■ Required work: Return the data below unchanged. Drop any pictures.

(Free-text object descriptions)
- Opening Delimiter -
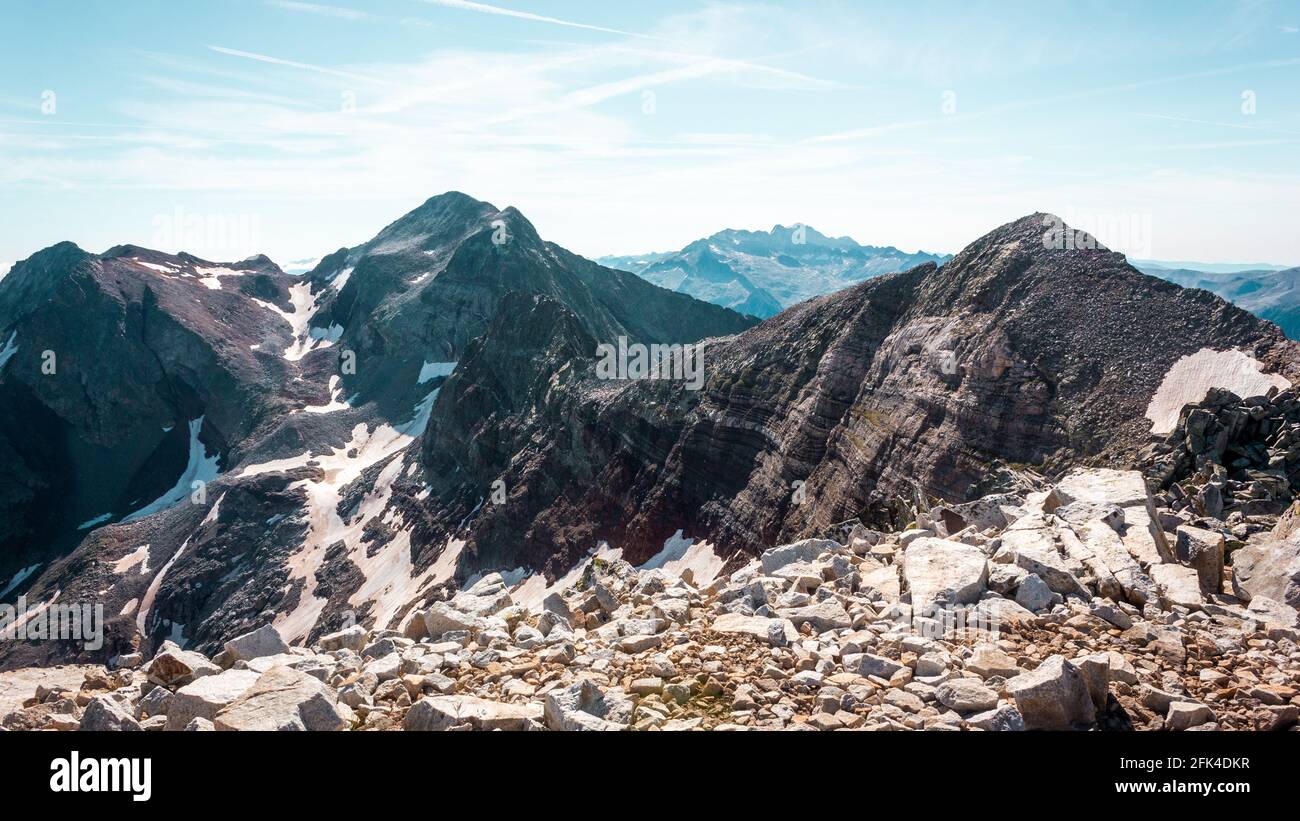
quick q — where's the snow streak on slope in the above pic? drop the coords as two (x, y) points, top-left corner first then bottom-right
(0, 331), (17, 372)
(137, 539), (189, 637)
(639, 530), (726, 587)
(254, 282), (341, 362)
(301, 376), (351, 414)
(121, 418), (220, 523)
(0, 564), (41, 599)
(238, 386), (441, 643)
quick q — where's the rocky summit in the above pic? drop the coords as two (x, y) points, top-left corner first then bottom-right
(2, 199), (1299, 731)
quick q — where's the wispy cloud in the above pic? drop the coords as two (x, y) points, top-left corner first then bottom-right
(266, 1), (373, 21)
(413, 0), (659, 39)
(809, 55), (1300, 144)
(1136, 113), (1300, 136)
- Closing Delimiter -
■ Exercise output:
quick q — where's the snow streak on slope in the above pic? drop the coords as two (x, y) points, top-left corner first then bottom-right
(0, 331), (17, 372)
(137, 539), (189, 637)
(639, 530), (726, 587)
(254, 282), (341, 362)
(301, 376), (351, 414)
(121, 418), (220, 523)
(0, 564), (41, 599)
(238, 386), (441, 643)
quick q — where's the rocky summit in the above pic? drop the coords as two (x, y) points, top-left corner first then bottom-right
(2, 199), (1299, 731)
quick q — where's the wispy cloud in the above pic? drop the coords as two (x, y) points, top-left corner first then bottom-right
(266, 1), (373, 21)
(413, 0), (659, 39)
(809, 55), (1300, 144)
(1136, 113), (1300, 136)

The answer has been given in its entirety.